(Stored records)
>>

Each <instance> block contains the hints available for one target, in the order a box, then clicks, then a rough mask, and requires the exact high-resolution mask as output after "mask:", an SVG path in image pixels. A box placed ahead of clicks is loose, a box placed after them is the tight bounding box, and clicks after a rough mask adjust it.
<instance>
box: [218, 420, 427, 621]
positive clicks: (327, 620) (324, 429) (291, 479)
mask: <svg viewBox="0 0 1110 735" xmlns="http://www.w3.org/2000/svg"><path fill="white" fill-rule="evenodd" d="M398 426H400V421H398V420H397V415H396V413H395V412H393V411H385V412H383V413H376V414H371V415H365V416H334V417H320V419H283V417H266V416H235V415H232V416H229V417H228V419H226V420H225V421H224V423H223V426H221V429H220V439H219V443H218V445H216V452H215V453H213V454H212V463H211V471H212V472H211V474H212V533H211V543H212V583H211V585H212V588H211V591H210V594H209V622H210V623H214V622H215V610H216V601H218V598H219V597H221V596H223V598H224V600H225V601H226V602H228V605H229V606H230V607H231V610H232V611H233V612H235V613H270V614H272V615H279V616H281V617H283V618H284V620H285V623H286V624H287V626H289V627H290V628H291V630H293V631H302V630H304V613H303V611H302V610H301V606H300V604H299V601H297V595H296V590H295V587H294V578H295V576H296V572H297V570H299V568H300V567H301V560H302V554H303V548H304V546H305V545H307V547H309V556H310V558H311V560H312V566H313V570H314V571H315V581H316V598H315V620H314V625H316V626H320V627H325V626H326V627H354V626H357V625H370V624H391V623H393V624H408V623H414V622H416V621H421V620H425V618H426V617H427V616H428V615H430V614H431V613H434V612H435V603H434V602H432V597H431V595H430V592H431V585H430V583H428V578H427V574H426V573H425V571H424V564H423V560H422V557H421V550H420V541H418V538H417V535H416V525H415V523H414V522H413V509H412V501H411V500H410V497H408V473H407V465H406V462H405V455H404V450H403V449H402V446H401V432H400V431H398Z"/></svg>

<<

Problem details:
Reproduce verbatim everything in the items from the very beginning down to and including the line containing "positive clicks: (327, 620)".

Task result:
Each <instance> block contains the hints available for one target, in the order a box, then clicks, then a rough mask, and requires the exact high-resolution mask as output after "mask:", an SVG path in image pixels. A box placed ahead of clicks is loose, a box placed after them is the tight bounding box, and clicks after a rough mask adjust it.
<instance>
box: [218, 420, 427, 621]
positive clicks: (327, 620) (324, 429) (291, 479)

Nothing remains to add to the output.